Skip to content
New issue

Have a question about this project? Sign up for a free GitHub account to open an issue and contact its maintainers and the community.

By clicking “Sign up for GitHub”, you agree to our terms of service and privacy statement. We’ll occasionally send you account related emails.

Already on GitHub? Sign in to your account

add value initialisation to make_host_unique (and make_device_unique ?) #587

Open
fwyzard opened this issue Nov 30, 2020 · 9 comments
Open

Comments

@fwyzard
Copy link

fwyzard commented Nov 30, 2020

cms::cuda::make_host_unique allocates pinned host memory but leaves it uninitialised.

In some cases it may be useful to initialise the memory to a specific value (or N copies of a value for the array version).
It should be simple to add overload that takes a value by copy and sets the newly allocated memory.

I'm not sure if it makes sense to do it also for make_device_uniqe ?
For a single value it could easily be done via cudaMemsetAsync or cudaMemcpyAsync.
For an array I don't know if there is a CUDA runtime function we can leverage.

@fwyzard
Copy link
Author

fwyzard commented Nov 30, 2020

@makortel what do you think ?

@fwyzard
Copy link
Author

fwyzard commented Nov 30, 2020

@jsalfeld this is something you brought up on Mattermost

@makortel
Copy link

That was intentional because we wanted to allocate device memory as uninitialized, and we(/I?) wanted to enforce it compile time to minimize surprises, which essentially implied similar restrictions on the pinned-host allocations as well.

cms-sw#31721 made also me think we probably could improve the interface.

For pinned host allocations we could just do the value initialization in make_host_unique to be consistent with make_unique. We could also add make_host_unique_for_overwrite (to mimic make_unique_for_overwrite that's coming in C++20) to do default initialization instead, and probably remove the current make_host_unique_uninitialized (is there any real need to avoid calling a default constructor that does non-default initialization of class members?)

The implications for device memory would then be (for consistency)

  • make_device_unique
    • I was thinking of dropping it, but
    • we could have an overload that can use cudaMemsetAsync() or cudaMemcpyAsync()
    • in principle we could allow "arbitrary" construction by running a kernel, but maybe we
  • make_device_unique_for_overwrite: could be added
  • make_device_unique_uninitialized: should probably be kept to allow allocating memory for classes with non-trivial constructors

I think the current requirement of std::is_trivially_constructible should be then changed to std::is_trivially_destructible (in principle we should require the latter already now).

What about std::is_trivially_copy_constructible? We effectively assume that for all types that are copied with cudaMemcpyAsync(). I'm not sure if doing the check in cms::cuda::copyAsync() would be useful because it is so easy to use cudaMemcpyAsync() directly instead. In a sense the only purpose for pinned host memory allocations is to copy data to or from the device, so requiring those to be trivially copy constructible should not restrict too much (in principle). Device memory allocations could still be allowed to have non-trivial copy constructors.

### GIVEN DATA

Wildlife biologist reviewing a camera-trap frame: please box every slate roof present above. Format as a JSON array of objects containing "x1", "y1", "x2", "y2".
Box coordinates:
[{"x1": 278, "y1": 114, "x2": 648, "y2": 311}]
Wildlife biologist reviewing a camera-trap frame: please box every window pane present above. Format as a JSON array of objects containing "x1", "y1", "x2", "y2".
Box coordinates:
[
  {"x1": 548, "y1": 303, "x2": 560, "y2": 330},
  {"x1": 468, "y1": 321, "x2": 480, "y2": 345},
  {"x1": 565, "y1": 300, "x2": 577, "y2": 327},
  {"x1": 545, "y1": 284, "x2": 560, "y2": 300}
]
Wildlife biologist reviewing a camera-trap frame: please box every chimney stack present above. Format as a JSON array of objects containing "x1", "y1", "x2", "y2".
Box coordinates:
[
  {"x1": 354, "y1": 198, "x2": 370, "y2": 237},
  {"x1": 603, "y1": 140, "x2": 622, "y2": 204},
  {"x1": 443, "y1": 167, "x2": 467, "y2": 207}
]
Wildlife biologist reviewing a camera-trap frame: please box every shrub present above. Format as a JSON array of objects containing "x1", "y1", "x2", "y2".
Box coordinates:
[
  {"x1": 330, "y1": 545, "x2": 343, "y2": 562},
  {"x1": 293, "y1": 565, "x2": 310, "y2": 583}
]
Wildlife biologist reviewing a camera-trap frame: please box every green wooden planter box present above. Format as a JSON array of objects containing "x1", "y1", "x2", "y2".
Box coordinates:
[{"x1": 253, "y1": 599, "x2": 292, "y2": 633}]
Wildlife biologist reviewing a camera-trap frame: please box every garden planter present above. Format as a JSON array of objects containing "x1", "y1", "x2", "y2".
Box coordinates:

### SET TASKS
1. In the GitHub issue about make_host_unique, what does cms::cuda::make_host_unique allocate?
2. Please explain, using the GitHub issue about make_host_unique, why the memory was originally left uninitialized.

### ANSWERS FOR THE TASKS
1. It allocates pinned host memory and leaves it uninitialized.

2. Leaving it uninitialized was intentional, because device memory was meant to be allocated uninitialized and this was enforced at compile time to minimize surprises. That choice essentially implied similar restrictions on the pinned-host allocations as well.